==== EXCERTO

Fiquei de relatar a minha vida com lupus mas ainda não passei da 1.ª etapa.
Bem, parei o meu relato no momento em que saí da maternidade Alfredo da Costa, com os braços vazios, aliás tudo vazio. Mal eu imaginava o que se seguiria.
Logo na noite após a alta, comecei a sentir dores muito fortes nas costas, na zona dos rins e deixei de urinar. Na manhã seguinte, voltámos à maternidade à procura do meu obstetra. Quando ouviu as minhas queixas, encaminhou-me imediatamente para o serviço de Nefrologia do Hospital Curry Cabral. Comecei a fazer hemodiálise: foi uma descida abrupta ao fundo dos infernos.
Tive uma equipa de médicos fantástica, muito empenhada em me salvar a vida e muito interessada em aprender o máximo com o meu caso clínico. Há 23 anos não se sabia muito do que se sabe hoje.
Tive o meu 1.º encontro sério com a morte. Só eu não percebia, apesar de me sentir tão mal. A família, mesmo aqueles que raramente via, passou toda pelo hospital para me verem. Era a despedida. Contudo, ainda não tinha chegado a minha hora.

========

▶ [ENUNCIADO 1]
Com base no excerto, responda a estas perguntas, marcando as respostas com as mesmas letras:
(a) De que maternidade saiu a pessoa que escreve?
(b) Para que serviço e hospital foi encaminhada pelo obstetra?
(c) Há quantos anos, segundo o excerto, não se sabia tanto como hoje?
▶ [ENUNCIADO 2]
Indique se cada afirmação está de acordo com o excerto, respondendo sim ou não e citando as palavras que o decidem:
(a) As dores começaram na noite a seguir à alta.
(b) A equipa de médicos mostrou pouco interesse pelo caso.
(c) Os familiares vistos raramente não foram ao hospital.
As linhas que vêm a seguir são material à parte, sem relação com o excerto.

==== CONTEÚDO DOS DADOS

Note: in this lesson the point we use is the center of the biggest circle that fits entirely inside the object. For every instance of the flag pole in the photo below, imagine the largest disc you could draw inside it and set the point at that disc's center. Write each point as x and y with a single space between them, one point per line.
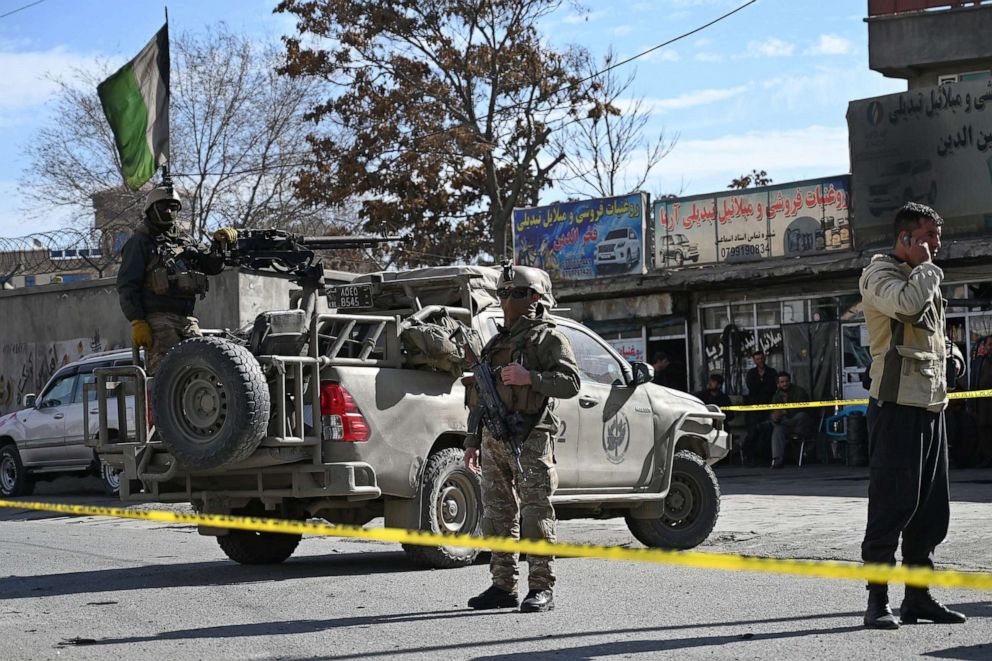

========

▶ [RESPOSTA ESCRITA 1]
(a) Da maternidade Alfredo da Costa.
(b) Para o serviço de Nefrologia do Hospital Curry Cabral.
(c) Há 23 anos.

▶ [RESPOSTA ESCRITA 2]
(a) Sim: "Logo na noite após a alta, comecei a sentir dores muito fortes nas costas".
(b) Não: "muito interessada em aprender o máximo com o meu caso clínico".
(c) Não: "A família, mesmo aqueles que raramente via, passou toda pelo hospital para me verem."